**READING TEXT**
= = = = = = =

Here’s another question: Is Blizzard trying to distance itself or deny its older games? I think Blizzard is the hardest company to make for that argument. Unlike every other company, Blizzard still supports and sells older games such as Warcraft 3 and Starcraft 1 (online servers still running!). I suspect we have to thank Mike Morhaime for him being such a fan of Starcraft 1 for the servers still going. You can still buy Diablo 2. I wish we could still buy Warcraft 1, 2, and Diablo 1, but you get what you can. Blizzard also offers some of its SNES games for free on its website like Rock and Roll Racing and Blackthorne and Lost Vikings. The argument that Blizzard is trying to remove its past doesn’t pass the smell test.
There is also another, serious component to the Vanilla Server issue. Game developers are people with their own egos and morale. Seeing more excitement for Vanilla WoW than for Current WoW is a huge kick to the gut to these guys. They must feel awful. As such, constantly saying, “Vanilla WoW is teh best, modern WoW sucks!” is just going to make them defensive. It is better for everyone to place this in a more generational context.

= = = = = = =

**DATA SUPPLIED**

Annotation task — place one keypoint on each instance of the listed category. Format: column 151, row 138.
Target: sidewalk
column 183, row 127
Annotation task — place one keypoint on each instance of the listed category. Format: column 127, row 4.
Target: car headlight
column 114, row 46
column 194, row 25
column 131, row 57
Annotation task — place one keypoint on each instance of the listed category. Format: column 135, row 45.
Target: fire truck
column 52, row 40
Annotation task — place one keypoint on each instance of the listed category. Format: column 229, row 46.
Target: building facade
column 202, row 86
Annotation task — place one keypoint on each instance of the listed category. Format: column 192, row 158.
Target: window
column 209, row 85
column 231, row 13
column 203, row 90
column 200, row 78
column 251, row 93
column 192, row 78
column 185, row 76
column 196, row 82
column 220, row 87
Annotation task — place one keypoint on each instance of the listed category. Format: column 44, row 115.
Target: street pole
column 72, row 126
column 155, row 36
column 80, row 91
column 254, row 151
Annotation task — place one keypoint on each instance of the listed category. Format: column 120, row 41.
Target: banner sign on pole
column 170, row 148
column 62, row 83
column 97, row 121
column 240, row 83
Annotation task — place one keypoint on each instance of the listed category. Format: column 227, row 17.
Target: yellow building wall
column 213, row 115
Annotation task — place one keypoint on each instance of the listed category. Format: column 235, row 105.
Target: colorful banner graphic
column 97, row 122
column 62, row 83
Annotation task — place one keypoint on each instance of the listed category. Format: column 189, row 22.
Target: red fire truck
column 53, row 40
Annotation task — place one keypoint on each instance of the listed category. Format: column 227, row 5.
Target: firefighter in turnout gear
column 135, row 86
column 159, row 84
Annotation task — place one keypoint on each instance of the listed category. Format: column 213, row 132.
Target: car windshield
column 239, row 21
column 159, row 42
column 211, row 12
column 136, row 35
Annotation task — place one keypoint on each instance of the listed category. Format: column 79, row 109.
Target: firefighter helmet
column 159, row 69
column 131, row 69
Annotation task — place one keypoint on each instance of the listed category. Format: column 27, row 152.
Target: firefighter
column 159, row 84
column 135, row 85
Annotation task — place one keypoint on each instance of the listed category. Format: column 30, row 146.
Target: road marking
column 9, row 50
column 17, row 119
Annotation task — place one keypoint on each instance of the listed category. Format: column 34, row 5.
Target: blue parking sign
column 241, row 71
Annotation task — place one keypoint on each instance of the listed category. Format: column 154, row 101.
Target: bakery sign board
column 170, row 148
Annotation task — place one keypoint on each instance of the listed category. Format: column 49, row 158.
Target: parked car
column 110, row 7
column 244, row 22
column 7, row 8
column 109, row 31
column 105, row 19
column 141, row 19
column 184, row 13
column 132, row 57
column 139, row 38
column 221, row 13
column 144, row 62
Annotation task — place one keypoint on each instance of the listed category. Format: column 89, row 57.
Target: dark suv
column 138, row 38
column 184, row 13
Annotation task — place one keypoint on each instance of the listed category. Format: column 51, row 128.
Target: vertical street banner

= = = = = = =

**TASK**
From the passage about Blizzard and its older games, list every SNES game it says Blizzard offers for free on its website.

**RESULT FOR THIS EXERCISE**
Rock and Roll Racing, Blackthorne, Lost Vikings